Raw records
_ _ _ _

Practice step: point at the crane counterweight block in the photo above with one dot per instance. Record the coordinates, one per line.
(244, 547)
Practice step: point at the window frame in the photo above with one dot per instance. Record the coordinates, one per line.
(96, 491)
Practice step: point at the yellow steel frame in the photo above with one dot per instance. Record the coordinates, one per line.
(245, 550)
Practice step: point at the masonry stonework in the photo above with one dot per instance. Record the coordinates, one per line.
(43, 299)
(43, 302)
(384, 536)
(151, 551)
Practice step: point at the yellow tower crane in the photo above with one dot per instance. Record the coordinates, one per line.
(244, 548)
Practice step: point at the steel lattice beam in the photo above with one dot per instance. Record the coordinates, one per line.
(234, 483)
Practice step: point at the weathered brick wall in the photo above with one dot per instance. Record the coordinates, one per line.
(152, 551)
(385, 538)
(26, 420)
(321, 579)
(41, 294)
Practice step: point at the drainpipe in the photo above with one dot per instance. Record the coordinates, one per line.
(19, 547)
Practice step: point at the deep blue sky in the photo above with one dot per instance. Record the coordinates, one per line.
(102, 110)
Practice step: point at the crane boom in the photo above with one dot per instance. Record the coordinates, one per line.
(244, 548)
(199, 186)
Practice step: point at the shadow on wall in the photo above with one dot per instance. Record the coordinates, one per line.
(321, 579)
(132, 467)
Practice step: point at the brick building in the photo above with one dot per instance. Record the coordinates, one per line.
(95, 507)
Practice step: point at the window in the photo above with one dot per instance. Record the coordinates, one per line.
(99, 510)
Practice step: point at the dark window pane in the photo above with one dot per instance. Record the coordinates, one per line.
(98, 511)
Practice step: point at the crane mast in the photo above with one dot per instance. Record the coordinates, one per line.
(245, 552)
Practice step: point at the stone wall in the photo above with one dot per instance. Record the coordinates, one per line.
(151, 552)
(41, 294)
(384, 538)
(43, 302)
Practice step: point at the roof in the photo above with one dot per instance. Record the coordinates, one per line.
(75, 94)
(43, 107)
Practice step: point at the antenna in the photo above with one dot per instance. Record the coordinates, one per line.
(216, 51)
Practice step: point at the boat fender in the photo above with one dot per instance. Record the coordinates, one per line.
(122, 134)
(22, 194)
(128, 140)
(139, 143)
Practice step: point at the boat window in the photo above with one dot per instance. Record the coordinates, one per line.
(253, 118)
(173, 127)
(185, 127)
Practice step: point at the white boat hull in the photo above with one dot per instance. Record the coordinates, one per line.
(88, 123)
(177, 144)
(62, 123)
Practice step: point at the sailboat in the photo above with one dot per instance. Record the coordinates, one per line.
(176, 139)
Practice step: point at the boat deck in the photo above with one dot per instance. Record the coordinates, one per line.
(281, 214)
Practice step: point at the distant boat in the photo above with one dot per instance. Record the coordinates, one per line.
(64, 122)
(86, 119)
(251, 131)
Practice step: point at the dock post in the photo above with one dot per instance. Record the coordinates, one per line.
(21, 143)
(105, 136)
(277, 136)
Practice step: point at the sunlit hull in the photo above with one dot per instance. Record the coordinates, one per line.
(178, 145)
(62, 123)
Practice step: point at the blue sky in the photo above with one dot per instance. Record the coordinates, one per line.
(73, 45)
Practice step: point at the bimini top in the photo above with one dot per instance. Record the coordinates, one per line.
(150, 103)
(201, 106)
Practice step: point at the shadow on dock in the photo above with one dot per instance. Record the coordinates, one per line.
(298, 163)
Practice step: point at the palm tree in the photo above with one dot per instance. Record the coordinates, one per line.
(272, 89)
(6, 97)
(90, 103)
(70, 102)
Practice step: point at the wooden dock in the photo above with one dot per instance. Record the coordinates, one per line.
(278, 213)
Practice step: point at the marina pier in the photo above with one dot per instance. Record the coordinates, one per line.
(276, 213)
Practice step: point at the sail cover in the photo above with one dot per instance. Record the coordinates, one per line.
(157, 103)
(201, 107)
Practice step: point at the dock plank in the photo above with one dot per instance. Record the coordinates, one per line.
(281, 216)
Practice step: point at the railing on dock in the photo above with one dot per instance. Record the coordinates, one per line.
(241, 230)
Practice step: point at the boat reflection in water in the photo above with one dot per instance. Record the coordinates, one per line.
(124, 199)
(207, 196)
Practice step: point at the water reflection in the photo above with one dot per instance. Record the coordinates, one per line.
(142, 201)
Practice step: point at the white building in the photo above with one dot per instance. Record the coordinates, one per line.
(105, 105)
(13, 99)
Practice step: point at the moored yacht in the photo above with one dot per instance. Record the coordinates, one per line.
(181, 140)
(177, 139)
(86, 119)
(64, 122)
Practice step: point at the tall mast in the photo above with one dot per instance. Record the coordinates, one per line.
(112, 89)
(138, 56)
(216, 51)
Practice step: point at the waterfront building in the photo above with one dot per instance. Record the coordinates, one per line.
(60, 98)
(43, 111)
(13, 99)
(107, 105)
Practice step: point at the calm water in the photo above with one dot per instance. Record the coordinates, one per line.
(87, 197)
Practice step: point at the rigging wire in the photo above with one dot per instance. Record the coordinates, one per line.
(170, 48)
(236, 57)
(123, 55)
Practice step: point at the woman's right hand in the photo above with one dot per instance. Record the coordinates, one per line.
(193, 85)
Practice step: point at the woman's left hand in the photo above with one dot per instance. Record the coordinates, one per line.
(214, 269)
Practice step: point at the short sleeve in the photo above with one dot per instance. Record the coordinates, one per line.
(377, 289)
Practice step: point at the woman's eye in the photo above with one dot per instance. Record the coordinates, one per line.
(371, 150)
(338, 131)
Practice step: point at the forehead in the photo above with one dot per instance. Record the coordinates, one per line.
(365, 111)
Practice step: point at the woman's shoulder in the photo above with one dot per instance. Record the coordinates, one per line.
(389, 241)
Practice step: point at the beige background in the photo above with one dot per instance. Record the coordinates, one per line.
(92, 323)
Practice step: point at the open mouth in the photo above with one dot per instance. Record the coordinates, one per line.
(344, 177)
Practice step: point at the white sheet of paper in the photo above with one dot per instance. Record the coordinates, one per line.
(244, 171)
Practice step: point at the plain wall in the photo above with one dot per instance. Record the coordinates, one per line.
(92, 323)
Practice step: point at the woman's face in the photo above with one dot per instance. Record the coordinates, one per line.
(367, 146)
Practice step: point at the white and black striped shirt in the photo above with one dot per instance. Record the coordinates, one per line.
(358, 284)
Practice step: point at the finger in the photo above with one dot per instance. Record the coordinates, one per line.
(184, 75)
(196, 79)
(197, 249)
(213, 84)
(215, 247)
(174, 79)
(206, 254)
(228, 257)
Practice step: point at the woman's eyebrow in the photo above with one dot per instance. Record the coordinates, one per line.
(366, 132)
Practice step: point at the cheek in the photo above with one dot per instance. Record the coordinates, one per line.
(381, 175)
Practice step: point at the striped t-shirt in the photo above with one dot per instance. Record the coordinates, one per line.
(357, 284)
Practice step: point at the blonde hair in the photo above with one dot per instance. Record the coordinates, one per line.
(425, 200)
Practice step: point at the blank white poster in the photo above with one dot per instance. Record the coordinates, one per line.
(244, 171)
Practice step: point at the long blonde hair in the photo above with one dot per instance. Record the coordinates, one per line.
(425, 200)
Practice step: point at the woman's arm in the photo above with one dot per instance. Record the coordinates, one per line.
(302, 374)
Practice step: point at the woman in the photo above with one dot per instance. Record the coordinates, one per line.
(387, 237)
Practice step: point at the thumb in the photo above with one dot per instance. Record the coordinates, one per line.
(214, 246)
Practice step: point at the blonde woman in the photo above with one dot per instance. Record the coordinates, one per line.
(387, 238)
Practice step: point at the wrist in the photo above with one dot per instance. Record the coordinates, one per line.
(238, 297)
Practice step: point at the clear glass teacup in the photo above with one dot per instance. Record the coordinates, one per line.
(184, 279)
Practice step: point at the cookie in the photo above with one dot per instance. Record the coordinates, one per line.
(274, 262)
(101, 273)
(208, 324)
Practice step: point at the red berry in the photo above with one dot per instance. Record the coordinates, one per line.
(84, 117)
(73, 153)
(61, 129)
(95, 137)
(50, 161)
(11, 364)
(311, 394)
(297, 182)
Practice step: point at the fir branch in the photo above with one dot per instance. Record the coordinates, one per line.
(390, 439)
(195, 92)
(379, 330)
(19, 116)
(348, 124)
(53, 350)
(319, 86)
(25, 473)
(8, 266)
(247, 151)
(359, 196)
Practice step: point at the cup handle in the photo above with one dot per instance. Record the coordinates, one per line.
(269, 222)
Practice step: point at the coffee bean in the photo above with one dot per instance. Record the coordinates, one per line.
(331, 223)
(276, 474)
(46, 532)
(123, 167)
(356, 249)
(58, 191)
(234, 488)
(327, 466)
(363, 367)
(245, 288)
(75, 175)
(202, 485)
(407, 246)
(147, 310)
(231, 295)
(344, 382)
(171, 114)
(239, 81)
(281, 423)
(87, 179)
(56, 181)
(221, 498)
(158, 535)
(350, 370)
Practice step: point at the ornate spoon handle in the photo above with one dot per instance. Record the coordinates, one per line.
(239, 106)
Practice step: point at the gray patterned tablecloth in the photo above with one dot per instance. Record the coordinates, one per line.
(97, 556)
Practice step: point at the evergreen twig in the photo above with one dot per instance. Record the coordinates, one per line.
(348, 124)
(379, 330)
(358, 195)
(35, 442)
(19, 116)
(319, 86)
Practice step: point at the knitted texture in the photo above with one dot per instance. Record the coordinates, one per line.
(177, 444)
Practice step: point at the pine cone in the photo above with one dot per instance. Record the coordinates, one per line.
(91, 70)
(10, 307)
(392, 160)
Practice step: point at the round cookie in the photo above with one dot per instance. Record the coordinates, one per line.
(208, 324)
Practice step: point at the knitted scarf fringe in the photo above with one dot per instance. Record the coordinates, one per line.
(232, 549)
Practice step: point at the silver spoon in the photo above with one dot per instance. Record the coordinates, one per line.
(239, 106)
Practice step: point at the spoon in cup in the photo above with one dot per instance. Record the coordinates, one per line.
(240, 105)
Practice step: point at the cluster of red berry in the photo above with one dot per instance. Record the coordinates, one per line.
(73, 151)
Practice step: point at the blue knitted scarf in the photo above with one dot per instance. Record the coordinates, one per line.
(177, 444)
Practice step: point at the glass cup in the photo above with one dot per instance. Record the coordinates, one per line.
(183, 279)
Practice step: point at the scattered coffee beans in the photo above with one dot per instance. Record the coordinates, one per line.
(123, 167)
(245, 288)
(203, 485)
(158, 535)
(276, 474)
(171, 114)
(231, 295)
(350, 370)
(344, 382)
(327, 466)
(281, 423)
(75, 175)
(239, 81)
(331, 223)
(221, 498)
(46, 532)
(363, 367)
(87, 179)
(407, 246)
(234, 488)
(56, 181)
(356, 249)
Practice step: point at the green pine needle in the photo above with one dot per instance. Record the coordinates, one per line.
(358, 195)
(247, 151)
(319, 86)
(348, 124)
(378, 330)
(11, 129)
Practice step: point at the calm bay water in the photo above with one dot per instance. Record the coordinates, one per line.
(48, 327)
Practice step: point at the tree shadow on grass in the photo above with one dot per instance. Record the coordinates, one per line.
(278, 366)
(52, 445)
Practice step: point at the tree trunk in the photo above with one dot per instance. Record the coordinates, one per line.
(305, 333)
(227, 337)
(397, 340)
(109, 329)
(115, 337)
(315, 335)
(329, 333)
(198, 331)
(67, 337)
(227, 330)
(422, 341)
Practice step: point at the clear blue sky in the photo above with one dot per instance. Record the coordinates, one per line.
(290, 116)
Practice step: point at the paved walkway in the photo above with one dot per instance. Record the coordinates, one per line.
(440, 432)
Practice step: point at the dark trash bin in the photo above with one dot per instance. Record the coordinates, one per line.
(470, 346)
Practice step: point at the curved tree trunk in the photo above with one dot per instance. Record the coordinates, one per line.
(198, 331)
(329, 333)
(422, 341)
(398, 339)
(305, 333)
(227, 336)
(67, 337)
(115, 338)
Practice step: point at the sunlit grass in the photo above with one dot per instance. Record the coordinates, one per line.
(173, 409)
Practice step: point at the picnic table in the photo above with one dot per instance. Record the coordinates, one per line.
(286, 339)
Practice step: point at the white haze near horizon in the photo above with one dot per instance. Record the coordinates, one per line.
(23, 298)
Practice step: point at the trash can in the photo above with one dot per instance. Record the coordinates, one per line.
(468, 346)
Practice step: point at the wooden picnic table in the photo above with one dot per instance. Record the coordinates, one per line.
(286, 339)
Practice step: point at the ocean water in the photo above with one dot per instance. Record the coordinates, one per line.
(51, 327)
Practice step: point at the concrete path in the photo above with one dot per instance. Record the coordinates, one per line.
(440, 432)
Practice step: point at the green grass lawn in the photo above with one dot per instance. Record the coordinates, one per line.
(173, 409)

_ _ _ _

(YOUR GOAL) Repeat exactly the lines from the line containing "Practice step: point at the paved" through the last line of the records above, including both, and nothing else.

(COMPLETE ANSWER)
Practice step: point at the paved walkway in the photo above with one dot per instance. Record the coordinates, one per line.
(440, 432)
Practice step: point at the dark trash bin in the photo above with one dot per instance. Record the coordinates, one per line.
(470, 346)
Practice step: point at the curved tree trunk in the photo above with one dot per instance. Record the coordinates, one per line.
(198, 331)
(329, 333)
(422, 341)
(398, 339)
(305, 333)
(227, 336)
(67, 337)
(115, 338)
Practice step: point at the sunlit grass in the photo above with one dot per instance. Record the coordinates, one per line.
(173, 409)
Practice step: point at the picnic table in the photo above with one dot per instance. Record the coordinates, one per line.
(286, 339)
Practice step: point at the white haze near horizon in the photo above with one dot per instance. Record the coordinates, one per line.
(23, 298)
Practice step: point at the trash can in the photo above with one dot per instance. Record the coordinates, one per line.
(468, 346)
Practice step: point at the wooden picnic table in the photo above with one dot per instance. Record the coordinates, one per line.
(286, 339)
Practice step: point at the ocean water in the photo above with one dot per instance. Record the coordinates, one per line.
(51, 327)
Practice step: point at the concrete path in the photo above with one dot per instance. Record the coordinates, one per line.
(440, 432)
Practice step: point at the green grass lawn in the photo above with one dot per instance. Record the coordinates, one per line.
(173, 409)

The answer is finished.